What the exercise asks: Starting with the line that has "the dirt field" in it, repeat every line through the last one, word for word, and give nothing more.

Raw data:
--- start ---
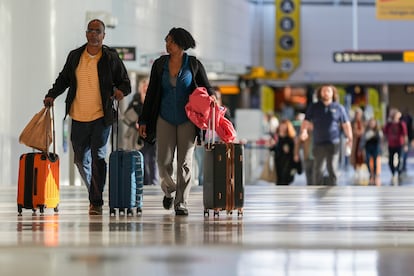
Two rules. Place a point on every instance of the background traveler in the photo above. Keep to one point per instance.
(134, 141)
(328, 119)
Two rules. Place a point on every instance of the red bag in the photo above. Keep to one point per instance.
(225, 130)
(198, 107)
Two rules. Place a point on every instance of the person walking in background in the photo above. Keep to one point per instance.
(357, 153)
(307, 156)
(130, 117)
(371, 141)
(395, 131)
(328, 119)
(148, 150)
(95, 76)
(408, 119)
(173, 78)
(284, 151)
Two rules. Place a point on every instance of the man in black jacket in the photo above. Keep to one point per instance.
(95, 76)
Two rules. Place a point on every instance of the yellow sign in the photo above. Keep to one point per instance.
(287, 41)
(395, 9)
(408, 56)
(267, 99)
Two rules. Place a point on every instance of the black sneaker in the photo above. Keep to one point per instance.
(167, 202)
(181, 210)
(95, 210)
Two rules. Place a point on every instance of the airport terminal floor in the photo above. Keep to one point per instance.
(292, 230)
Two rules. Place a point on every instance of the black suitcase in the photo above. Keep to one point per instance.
(223, 187)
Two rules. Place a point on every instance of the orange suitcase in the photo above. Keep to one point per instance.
(38, 182)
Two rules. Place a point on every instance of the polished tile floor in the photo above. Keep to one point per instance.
(292, 230)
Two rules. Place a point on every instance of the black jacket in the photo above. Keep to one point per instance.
(152, 103)
(112, 74)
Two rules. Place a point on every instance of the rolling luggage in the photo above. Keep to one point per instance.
(126, 179)
(223, 187)
(38, 180)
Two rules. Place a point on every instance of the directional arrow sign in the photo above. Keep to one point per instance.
(287, 36)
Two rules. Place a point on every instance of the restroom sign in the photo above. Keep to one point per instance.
(287, 42)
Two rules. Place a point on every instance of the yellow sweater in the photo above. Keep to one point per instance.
(87, 105)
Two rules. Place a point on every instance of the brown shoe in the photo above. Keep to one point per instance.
(95, 210)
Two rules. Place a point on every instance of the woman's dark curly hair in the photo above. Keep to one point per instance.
(182, 38)
(335, 92)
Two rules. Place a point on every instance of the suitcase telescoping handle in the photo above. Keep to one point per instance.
(52, 118)
(116, 107)
(211, 126)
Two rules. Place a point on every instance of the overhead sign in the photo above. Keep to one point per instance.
(372, 56)
(287, 41)
(395, 9)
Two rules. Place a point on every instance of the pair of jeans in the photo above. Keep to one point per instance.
(326, 157)
(89, 141)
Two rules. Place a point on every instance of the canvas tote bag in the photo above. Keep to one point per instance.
(38, 132)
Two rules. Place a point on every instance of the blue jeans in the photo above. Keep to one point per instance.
(89, 141)
(326, 157)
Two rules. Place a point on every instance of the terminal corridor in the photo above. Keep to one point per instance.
(290, 230)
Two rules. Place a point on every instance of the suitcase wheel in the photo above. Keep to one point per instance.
(129, 212)
(122, 211)
(112, 212)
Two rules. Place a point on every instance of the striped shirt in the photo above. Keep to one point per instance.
(87, 105)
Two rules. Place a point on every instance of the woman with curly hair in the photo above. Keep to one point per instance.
(284, 149)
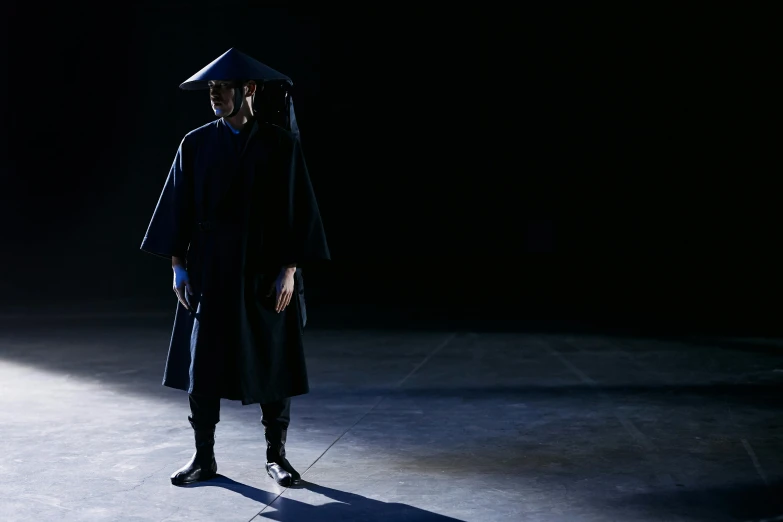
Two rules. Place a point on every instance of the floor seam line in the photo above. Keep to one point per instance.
(396, 386)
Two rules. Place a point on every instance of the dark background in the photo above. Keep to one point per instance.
(600, 167)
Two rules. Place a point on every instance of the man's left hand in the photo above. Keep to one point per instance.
(284, 285)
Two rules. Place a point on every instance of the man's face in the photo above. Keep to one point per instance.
(221, 94)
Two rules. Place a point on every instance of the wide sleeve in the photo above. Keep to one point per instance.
(304, 239)
(170, 228)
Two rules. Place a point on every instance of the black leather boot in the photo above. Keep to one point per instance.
(277, 466)
(202, 466)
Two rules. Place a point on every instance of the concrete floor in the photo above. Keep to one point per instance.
(410, 425)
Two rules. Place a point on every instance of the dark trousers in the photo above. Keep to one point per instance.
(205, 412)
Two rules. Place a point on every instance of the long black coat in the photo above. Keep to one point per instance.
(238, 208)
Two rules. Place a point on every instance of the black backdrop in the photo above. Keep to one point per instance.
(570, 163)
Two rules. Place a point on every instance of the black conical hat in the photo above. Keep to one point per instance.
(233, 65)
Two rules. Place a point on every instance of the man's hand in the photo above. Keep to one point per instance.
(182, 285)
(284, 284)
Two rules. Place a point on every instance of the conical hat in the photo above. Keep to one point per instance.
(233, 65)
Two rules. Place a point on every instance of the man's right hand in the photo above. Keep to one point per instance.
(182, 285)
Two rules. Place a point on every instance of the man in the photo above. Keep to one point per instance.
(238, 217)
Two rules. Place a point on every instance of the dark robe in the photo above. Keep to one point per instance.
(238, 208)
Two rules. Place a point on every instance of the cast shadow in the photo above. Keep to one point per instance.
(347, 507)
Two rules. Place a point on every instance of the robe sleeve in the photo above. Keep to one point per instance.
(170, 228)
(304, 239)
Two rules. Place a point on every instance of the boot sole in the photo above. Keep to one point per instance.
(180, 482)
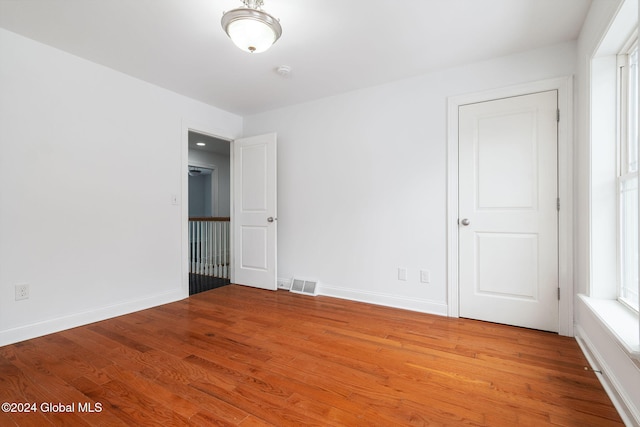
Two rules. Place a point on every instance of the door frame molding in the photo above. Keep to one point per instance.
(191, 126)
(564, 86)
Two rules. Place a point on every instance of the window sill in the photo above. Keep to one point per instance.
(621, 322)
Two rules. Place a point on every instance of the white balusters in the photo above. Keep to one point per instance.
(209, 247)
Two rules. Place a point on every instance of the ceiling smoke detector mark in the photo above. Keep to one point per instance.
(303, 286)
(284, 71)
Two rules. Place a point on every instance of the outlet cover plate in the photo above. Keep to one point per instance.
(22, 292)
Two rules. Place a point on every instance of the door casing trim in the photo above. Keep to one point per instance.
(564, 86)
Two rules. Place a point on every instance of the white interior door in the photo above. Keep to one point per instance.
(508, 217)
(255, 211)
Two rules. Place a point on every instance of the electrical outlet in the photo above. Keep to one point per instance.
(284, 283)
(425, 276)
(22, 292)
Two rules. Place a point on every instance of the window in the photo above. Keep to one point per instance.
(628, 178)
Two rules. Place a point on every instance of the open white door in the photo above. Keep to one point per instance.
(255, 211)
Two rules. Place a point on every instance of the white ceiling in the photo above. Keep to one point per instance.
(333, 46)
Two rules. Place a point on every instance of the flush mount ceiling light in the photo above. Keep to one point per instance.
(250, 28)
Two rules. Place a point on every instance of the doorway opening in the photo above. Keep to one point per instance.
(209, 186)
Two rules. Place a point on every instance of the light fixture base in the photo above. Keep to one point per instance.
(250, 28)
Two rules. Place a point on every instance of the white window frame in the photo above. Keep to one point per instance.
(624, 174)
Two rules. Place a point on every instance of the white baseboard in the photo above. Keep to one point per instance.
(39, 329)
(413, 304)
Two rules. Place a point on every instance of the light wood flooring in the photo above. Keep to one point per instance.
(241, 356)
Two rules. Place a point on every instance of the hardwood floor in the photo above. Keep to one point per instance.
(248, 357)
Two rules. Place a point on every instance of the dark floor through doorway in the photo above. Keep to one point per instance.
(199, 283)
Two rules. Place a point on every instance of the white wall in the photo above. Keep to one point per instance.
(362, 179)
(86, 217)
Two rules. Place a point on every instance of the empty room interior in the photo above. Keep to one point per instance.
(247, 212)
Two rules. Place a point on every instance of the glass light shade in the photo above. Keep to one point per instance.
(251, 30)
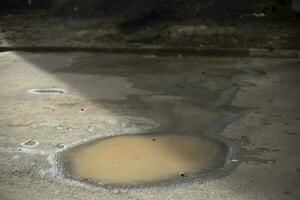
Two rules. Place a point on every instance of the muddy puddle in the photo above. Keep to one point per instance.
(144, 159)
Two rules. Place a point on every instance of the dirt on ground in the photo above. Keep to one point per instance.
(256, 30)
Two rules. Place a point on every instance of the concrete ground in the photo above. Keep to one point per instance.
(105, 94)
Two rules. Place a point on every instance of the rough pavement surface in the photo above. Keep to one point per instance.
(107, 94)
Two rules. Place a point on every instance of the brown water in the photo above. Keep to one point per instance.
(144, 159)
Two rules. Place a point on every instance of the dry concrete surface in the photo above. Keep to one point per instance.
(105, 94)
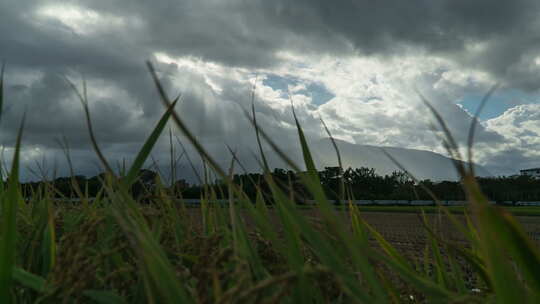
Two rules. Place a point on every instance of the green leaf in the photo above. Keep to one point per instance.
(148, 145)
(10, 204)
(29, 280)
(104, 297)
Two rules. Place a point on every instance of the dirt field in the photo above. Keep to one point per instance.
(406, 231)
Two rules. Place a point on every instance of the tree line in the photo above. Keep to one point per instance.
(356, 183)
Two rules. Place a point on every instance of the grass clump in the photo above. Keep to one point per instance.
(116, 250)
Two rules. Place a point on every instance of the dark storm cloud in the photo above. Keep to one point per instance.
(234, 33)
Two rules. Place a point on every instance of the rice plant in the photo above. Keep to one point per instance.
(116, 249)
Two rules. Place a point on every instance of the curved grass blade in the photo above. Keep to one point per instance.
(10, 203)
(148, 146)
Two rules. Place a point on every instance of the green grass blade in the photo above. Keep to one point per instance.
(148, 145)
(29, 280)
(10, 203)
(104, 297)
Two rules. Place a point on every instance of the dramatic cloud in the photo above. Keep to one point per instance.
(356, 64)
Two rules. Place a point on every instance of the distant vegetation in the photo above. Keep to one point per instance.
(116, 250)
(360, 183)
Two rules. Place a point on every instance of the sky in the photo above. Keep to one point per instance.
(358, 65)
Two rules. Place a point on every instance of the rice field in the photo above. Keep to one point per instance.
(115, 248)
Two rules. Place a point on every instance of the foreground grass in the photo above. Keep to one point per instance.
(117, 250)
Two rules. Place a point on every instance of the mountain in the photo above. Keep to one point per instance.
(422, 164)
--- end ---
Output for this task:
Two rules. Place a point on every instance of the dirt field in the photo above. Keep to one point per instance.
(406, 231)
Two rules. Place a point on every instance of the tree line in the photo above. Keep to one point per instance.
(356, 183)
Two rules. Place a point on every instance of the grass clump in the photo above. Keep to one point per instance.
(116, 250)
Two rules. Place a point on every instance of the dark storm cloud in the photo above. Keep to one point per instance.
(234, 33)
Two rules. Place a point on every instance of the rice plant in the photo above. Keep to one point per instance.
(116, 249)
Two rules. Place a point on every instance of the curved grass blade in the photo above. Keep to one point per instance.
(10, 203)
(148, 146)
Two rules. Place a point on every instance of the green grass blade in the photo above. Keep to one point per instance.
(148, 145)
(29, 280)
(10, 203)
(104, 297)
Two rules. Place a point on every instance of the dramatic cloud in the photo above. Keep to one point per instance.
(356, 64)
Two rules. Place a point on every instance of the distant vegetation in the photo above. Keep to one point per instance.
(116, 250)
(360, 183)
Two rules. Place a point on every instance of the sky in the photo above. Keep to one point per instance.
(358, 65)
Two rules. Place a point on every instance of the rice field in the photo above. Keep to one point per instance.
(115, 248)
Two rules. Place a point on every instance of the foreground grass in the photo above. Keep to one point per instance.
(117, 250)
Two rules. Place a point on every instance of the mountain in the photo above. Keep to one point per instance.
(422, 164)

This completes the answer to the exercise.